Segment Start: DATASET CONTENT

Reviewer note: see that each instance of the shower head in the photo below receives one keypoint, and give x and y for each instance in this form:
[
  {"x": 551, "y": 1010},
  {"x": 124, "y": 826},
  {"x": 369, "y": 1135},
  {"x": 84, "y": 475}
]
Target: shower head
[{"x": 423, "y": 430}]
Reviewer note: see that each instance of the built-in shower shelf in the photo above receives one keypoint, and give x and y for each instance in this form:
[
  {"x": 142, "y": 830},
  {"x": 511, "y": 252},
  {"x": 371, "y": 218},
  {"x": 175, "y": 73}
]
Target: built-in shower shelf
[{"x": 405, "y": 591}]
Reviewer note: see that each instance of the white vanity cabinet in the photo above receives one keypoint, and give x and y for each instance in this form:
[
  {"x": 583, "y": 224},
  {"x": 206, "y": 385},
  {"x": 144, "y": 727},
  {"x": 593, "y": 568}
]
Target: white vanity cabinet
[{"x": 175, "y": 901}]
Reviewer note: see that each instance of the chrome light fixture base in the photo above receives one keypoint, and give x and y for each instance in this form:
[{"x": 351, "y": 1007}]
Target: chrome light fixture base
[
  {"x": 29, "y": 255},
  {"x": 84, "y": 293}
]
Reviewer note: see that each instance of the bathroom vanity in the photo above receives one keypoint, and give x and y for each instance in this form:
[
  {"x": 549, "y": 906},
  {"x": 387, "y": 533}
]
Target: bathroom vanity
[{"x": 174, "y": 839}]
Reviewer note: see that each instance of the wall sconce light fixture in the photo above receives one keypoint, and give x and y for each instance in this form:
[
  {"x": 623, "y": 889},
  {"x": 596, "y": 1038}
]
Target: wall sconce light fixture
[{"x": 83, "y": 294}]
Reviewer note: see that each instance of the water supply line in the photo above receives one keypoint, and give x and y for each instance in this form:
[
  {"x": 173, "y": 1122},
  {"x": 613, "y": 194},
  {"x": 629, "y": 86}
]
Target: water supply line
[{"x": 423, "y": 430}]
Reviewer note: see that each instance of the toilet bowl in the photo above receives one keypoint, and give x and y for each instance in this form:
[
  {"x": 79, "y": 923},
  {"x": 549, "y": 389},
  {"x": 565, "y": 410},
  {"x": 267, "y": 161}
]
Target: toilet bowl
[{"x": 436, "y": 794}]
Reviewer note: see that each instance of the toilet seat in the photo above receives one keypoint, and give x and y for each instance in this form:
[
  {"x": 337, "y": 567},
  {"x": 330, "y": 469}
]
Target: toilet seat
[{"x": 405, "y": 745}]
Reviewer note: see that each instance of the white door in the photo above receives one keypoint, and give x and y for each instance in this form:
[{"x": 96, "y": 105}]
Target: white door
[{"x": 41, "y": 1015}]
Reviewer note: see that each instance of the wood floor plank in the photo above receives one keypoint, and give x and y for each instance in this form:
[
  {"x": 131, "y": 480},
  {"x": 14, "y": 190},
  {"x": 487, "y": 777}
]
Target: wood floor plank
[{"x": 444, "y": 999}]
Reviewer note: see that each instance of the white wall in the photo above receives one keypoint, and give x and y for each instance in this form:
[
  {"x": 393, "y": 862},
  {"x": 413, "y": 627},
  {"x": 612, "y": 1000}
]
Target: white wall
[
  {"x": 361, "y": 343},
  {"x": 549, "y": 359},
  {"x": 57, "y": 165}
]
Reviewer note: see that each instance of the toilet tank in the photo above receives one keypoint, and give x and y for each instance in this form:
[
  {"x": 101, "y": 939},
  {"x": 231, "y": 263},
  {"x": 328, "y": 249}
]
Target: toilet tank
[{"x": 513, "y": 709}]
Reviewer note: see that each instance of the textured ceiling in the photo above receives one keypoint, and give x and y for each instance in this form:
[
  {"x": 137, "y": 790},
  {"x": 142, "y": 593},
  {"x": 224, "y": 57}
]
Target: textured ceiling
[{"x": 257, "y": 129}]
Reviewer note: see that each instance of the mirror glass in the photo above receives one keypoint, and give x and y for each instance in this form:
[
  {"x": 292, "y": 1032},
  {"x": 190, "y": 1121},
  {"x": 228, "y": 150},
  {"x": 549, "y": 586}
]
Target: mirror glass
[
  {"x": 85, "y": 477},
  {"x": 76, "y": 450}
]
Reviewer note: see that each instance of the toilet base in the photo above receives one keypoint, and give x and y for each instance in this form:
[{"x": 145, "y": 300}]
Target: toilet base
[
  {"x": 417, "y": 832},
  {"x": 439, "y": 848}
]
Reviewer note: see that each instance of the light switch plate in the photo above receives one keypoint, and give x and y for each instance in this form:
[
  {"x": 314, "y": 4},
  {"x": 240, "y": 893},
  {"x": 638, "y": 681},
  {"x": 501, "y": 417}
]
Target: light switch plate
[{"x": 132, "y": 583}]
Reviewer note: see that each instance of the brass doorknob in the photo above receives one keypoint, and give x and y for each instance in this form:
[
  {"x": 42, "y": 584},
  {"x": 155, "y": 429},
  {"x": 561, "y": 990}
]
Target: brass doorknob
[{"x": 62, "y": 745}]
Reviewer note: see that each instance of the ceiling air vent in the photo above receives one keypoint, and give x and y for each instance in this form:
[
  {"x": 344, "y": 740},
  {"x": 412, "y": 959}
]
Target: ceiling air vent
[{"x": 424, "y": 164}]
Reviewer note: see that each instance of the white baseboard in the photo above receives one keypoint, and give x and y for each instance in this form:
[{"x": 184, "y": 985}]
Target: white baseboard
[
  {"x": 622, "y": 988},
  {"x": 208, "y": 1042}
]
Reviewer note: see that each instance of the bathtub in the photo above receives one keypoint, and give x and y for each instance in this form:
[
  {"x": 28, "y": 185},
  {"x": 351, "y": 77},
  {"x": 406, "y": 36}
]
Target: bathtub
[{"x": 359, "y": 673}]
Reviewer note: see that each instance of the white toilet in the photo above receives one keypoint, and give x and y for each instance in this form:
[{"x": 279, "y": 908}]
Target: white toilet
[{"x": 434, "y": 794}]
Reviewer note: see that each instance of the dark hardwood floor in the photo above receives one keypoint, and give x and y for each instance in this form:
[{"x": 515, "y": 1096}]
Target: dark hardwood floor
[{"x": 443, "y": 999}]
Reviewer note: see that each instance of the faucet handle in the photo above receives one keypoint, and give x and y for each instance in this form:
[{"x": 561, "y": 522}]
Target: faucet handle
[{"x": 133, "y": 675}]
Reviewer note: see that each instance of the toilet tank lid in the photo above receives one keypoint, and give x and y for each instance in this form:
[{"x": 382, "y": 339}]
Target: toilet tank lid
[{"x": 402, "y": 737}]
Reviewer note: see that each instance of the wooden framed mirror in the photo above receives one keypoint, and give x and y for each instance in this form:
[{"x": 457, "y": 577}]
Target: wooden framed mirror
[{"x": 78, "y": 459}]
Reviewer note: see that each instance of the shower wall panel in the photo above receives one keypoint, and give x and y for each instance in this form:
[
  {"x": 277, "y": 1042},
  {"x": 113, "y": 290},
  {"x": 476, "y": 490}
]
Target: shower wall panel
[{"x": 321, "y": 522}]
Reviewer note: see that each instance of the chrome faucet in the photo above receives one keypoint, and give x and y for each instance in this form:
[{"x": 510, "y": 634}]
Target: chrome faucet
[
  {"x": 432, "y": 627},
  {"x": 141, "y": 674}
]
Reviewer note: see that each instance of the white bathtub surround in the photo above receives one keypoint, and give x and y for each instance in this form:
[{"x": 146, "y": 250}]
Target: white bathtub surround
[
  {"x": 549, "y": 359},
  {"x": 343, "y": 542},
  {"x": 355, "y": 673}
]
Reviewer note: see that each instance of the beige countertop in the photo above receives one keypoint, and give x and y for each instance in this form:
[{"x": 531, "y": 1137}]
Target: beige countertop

Segment End: DATASET CONTENT

Where a line in the data contains the string "beige", add it to your count, and give only the final number.

• OUTPUT FOR THIS EXERCISE: 2